GIVEN EXERCISE:
Convert the listing below into a JSON list of strings, with one string for each line and any blank lines omitted.

WORKING DATA:
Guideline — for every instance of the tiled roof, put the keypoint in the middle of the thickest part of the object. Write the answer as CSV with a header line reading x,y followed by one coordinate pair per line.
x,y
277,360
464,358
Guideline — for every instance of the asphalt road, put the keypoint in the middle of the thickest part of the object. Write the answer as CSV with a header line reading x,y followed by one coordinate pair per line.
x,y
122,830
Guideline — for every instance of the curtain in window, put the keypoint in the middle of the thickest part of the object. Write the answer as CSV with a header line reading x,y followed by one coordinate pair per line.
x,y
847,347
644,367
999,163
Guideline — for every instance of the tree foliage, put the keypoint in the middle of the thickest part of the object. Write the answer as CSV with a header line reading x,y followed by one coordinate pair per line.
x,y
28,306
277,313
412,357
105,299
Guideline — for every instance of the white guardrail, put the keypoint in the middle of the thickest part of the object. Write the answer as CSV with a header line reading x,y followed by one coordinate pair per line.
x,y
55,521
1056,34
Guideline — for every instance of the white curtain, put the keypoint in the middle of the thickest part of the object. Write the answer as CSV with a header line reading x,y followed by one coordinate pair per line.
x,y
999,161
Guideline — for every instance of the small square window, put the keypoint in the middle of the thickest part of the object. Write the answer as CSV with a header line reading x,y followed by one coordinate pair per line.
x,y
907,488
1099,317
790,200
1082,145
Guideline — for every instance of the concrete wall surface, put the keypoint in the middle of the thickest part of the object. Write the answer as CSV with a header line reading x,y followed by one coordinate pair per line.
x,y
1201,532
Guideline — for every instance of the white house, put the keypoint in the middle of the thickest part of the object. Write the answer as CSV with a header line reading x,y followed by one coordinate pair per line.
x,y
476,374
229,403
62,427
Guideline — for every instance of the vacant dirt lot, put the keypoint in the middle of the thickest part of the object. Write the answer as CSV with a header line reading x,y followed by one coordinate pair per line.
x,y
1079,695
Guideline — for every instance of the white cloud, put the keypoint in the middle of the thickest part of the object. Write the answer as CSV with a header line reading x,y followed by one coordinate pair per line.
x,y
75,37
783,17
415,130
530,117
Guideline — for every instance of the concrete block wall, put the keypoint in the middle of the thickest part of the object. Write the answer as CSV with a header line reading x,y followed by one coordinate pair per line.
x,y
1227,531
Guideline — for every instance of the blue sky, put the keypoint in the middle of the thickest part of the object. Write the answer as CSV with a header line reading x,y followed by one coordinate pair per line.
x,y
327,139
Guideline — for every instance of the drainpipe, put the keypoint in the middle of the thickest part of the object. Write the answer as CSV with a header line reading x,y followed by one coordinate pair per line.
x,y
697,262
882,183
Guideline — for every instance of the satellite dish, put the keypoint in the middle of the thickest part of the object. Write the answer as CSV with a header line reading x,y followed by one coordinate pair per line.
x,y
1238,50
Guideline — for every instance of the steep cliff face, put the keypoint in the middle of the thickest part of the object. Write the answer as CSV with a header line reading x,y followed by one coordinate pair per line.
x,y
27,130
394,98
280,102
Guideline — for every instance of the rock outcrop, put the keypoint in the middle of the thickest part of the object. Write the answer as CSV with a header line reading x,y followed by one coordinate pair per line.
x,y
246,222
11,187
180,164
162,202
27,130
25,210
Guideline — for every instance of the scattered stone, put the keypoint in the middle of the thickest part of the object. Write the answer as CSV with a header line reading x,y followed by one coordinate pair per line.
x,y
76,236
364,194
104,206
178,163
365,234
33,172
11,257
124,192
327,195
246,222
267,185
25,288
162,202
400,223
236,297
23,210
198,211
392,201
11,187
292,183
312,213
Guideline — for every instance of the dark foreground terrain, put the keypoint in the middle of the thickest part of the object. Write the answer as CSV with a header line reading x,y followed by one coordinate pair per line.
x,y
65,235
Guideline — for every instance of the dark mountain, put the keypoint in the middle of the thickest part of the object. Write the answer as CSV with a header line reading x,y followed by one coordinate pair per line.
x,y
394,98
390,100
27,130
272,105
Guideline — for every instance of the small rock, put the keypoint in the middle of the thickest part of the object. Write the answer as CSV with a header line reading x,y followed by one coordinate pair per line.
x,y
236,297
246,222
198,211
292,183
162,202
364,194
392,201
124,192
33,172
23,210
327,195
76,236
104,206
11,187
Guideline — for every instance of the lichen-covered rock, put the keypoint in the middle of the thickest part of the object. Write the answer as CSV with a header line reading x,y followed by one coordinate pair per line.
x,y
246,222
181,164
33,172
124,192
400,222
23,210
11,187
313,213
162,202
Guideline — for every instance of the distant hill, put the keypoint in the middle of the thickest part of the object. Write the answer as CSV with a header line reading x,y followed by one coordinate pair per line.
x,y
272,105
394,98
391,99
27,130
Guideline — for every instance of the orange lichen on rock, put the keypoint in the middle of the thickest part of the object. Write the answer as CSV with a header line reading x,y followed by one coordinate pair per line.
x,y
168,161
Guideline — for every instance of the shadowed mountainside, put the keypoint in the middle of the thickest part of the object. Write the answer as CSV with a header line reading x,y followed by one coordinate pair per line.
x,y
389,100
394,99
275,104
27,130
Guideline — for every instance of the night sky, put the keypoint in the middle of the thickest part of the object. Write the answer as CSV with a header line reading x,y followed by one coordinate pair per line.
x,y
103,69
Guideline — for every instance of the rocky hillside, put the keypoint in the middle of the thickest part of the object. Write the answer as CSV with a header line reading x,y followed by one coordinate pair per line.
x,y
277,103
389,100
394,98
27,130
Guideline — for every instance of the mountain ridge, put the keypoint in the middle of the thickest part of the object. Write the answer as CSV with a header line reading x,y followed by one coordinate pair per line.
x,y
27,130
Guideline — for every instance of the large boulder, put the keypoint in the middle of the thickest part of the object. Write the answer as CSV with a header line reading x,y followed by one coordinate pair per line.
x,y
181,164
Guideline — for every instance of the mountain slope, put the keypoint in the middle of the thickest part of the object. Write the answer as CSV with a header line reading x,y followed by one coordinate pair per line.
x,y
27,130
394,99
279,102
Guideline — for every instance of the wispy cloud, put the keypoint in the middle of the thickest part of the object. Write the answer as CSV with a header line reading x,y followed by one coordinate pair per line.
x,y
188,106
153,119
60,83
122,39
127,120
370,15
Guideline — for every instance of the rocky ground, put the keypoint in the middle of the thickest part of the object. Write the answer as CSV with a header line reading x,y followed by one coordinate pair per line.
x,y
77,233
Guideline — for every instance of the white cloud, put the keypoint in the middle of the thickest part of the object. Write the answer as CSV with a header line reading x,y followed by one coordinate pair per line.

FINISHED TASK:
[
  "Guideline — for every instance of the tiled roof, put the keypoint in the middle of the thickest part of the object. Write the answer as CSV with a header line reading x,y followed by one coordinate pair per line.",
  "x,y",
  "277,360",
  "464,358",
  "Guideline — for every instance of the asphalt road, put the keypoint in the middle of the thickest part of the object. Write the answer as CSV with a header line reading x,y followed by one coordinate pair per line.",
  "x,y",
  "122,830",
  "Guideline — for every instance of the curtain in window, put the keypoint in the middle of the thickest part of the object. Write the answer as CSV with a header line reading x,y followed by one coordinate pair per line.",
  "x,y",
  "847,347",
  "644,367",
  "999,163",
  "Guideline — for every instance of the tree foliage, put the keypoint in the middle of the thickest part of the object. Write the answer as CSV with a header line reading x,y followed by one coordinate pair per line.",
  "x,y",
  "28,306",
  "277,313",
  "412,357",
  "105,299",
  "Guideline — for every instance of the white guardrail, put the keypoint in the middle of the thickest part of the object. Write the answer as CSV with a header line reading x,y followed by one coordinate pair per line.",
  "x,y",
  "55,521",
  "1056,34",
  "Guideline — for every instance of the white curtain, put the keypoint in the middle of the thickest part of the object. Write the answer as CSV with a header line reading x,y followed by one coordinate pair per line.",
  "x,y",
  "999,161",
  "Guideline — for every instance of the small square window, put the keypoint in the middle of the thickest part of the object. Write the answer as CSV with a header line reading x,y followed by one coordinate pair per line.",
  "x,y",
  "907,488",
  "1099,317",
  "790,200",
  "1082,145",
  "Guideline — for every instance of the concrete wall surface, put the keypoint in the middle of the thickest part of the object. Write the answer as CSV with a header line reading x,y followed by one coordinate pair per line.",
  "x,y",
  "1201,532",
  "Guideline — for every instance of the white house, put the keypoint in the middle of the thickest part of the object. Write the answer as CSV with a header line reading x,y followed by one coordinate pair per line.",
  "x,y",
  "476,374",
  "229,403",
  "62,427",
  "Guideline — for every instance of the vacant dirt lot, put the keypoint in the middle of the thickest part of the object. Write the answer as CSV with a header line reading x,y followed by one coordinate pair per line.",
  "x,y",
  "1079,695",
  "Guideline — for every instance of the white cloud, put the keypoint in the middle of the thickest part of the object. Write the answer as CSV with a header line reading x,y followed by one coordinate pair per line.",
  "x,y",
  "75,37",
  "783,17",
  "415,130",
  "530,117",
  "Guideline — for every instance of the concrete block wall, put the keypoint in the middle of the thickest part of the object. Write the answer as CSV with a header line reading x,y followed by one coordinate pair per line.",
  "x,y",
  "1227,531",
  "Guideline — for every instance of the blue sky, put the keypoint in the middle of the thickest part of the object. Write the answer as CSV with a header line reading x,y followed by one coordinate pair per line.",
  "x,y",
  "327,139",
  "Guideline — for every instance of the drainpipe, put the keypoint in the middle of the thickest part of the object. Write the answer as CSV with a header line reading x,y followed by one coordinate pair per line.",
  "x,y",
  "697,262",
  "882,183",
  "Guideline — for every instance of the satellite dish, put the keypoint in the middle of the thickest part of the object. Write the answer as CSV with a header line reading x,y followed by one coordinate pair per line.",
  "x,y",
  "1238,50",
  "Guideline — for every instance of the steep cliff face, put the keypoint in the middle of the thickest part of the object. Write the answer as CSV with a header line reading x,y followed by one coordinate pair per line.",
  "x,y",
  "27,130",
  "394,98",
  "280,102",
  "Guideline — for every instance of the rock outcrop, put the keypoint in the middle of the thickest part of the object. Write the answer as CSV with a header line reading x,y followed by one coordinate pair per line.",
  "x,y",
  "246,222",
  "11,187",
  "180,164",
  "162,202",
  "27,130",
  "25,210",
  "Guideline — for every instance of the scattered stone, put the keypoint in the middle of the thickest part of the object. Write the answer as CSV with a header line reading x,y followed by one coordinate pair per line.",
  "x,y",
  "76,236",
  "364,194",
  "104,206",
  "178,163",
  "365,234",
  "33,172",
  "11,257",
  "124,192",
  "327,195",
  "246,222",
  "267,185",
  "25,288",
  "162,202",
  "400,223",
  "236,297",
  "23,210",
  "198,211",
  "392,201",
  "11,187",
  "292,183",
  "312,213",
  "Guideline — for every instance of the dark foreground terrain, put the keypoint in the middle of the thickest part of the object. Write the answer as CSV with a header line reading x,y followed by one coordinate pair per line.",
  "x,y",
  "65,235",
  "Guideline — for every instance of the dark mountain, put the keypoint in the middle of the thickest part of the object. Write the answer as CSV with a header line reading x,y followed by one coordinate pair per line.",
  "x,y",
  "394,98",
  "390,100",
  "27,130",
  "272,105",
  "Guideline — for every instance of the small rock, put the keypoint in the middle of the thickest part of the object. Write the answer as CSV with a header line reading x,y followed by one coordinate pair per line.",
  "x,y",
  "236,297",
  "246,222",
  "198,211",
  "292,183",
  "162,202",
  "364,194",
  "392,201",
  "124,192",
  "33,172",
  "23,210",
  "327,195",
  "76,236",
  "104,206",
  "11,187",
  "Guideline — for every instance of the lichen-covered rock, put the keypoint in the middle of the thickest part of the object. Write the answer as CSV with a header line reading x,y followed by one coordinate pair per line.",
  "x,y",
  "246,222",
  "181,164",
  "33,172",
  "124,192",
  "400,222",
  "23,210",
  "11,187",
  "313,213",
  "162,202",
  "Guideline — for every instance of the distant hill, put the keypoint in the middle of the thickest part of the object. Write the answer as CSV with a header line reading x,y followed by one coordinate pair per line.",
  "x,y",
  "272,105",
  "394,98",
  "391,99",
  "27,130",
  "Guideline — for every instance of the orange lichen on rock, put the keypoint in the middle of the thickest part of the object. Write the answer as CSV with a header line reading x,y followed by one coordinate pair per line.",
  "x,y",
  "168,161",
  "Guideline — for every instance of the shadowed mountainside, put the keypoint in the middle of the thickest part of the object. Write the answer as CSV with a header line reading x,y followed by one coordinate pair per line.",
  "x,y",
  "389,100",
  "394,99",
  "275,104",
  "27,130",
  "Guideline — for every instance of the night sky, put the keypoint in the middle of the thickest part of the object. Write the answer as CSV with a header line reading x,y followed by one coordinate pair per line.",
  "x,y",
  "103,69",
  "Guideline — for every instance of the rocky hillside, put the keypoint in the middle of the thickest part of the object. Write the answer as CSV with a header line reading x,y followed by one coordinate pair per line.",
  "x,y",
  "277,103",
  "389,100",
  "394,98",
  "27,130",
  "Guideline — for every instance of the mountain ridge, put the keypoint in the middle of the thickest part of the object. Write the answer as CSV with a header line reading x,y followed by one coordinate pair per line.",
  "x,y",
  "27,130",
  "Guideline — for every instance of the large boulder, put the keypoint in the middle of the thickest part of the object. Write the answer as CSV with a header line reading x,y followed by one coordinate pair per line.",
  "x,y",
  "181,164",
  "Guideline — for every instance of the mountain slope, put the keypoint in the middle of the thickest part of the object. Write the answer as CSV with a header line reading x,y followed by one coordinate pair per line.",
  "x,y",
  "27,130",
  "394,99",
  "279,102",
  "Guideline — for every instance of the wispy cloud, put the keypoint in the middle of the thickest part of the object. Write the answer as CSV with a header line reading x,y followed by one coordinate pair per line.",
  "x,y",
  "188,106",
  "153,119",
  "60,83",
  "122,39",
  "127,120",
  "370,15",
  "Guideline — for every instance of the rocky ground, put the keypoint in the middle of the thickest part of the object. Write the answer as CSV with a header line reading x,y followed by one coordinate pair per line.",
  "x,y",
  "77,233",
  "Guideline — for every instance of the white cloud, put the keypoint in the middle of the thickest part of the object. Write the answer as CSV with a header line reading x,y followed by one coordinate pair per line."
]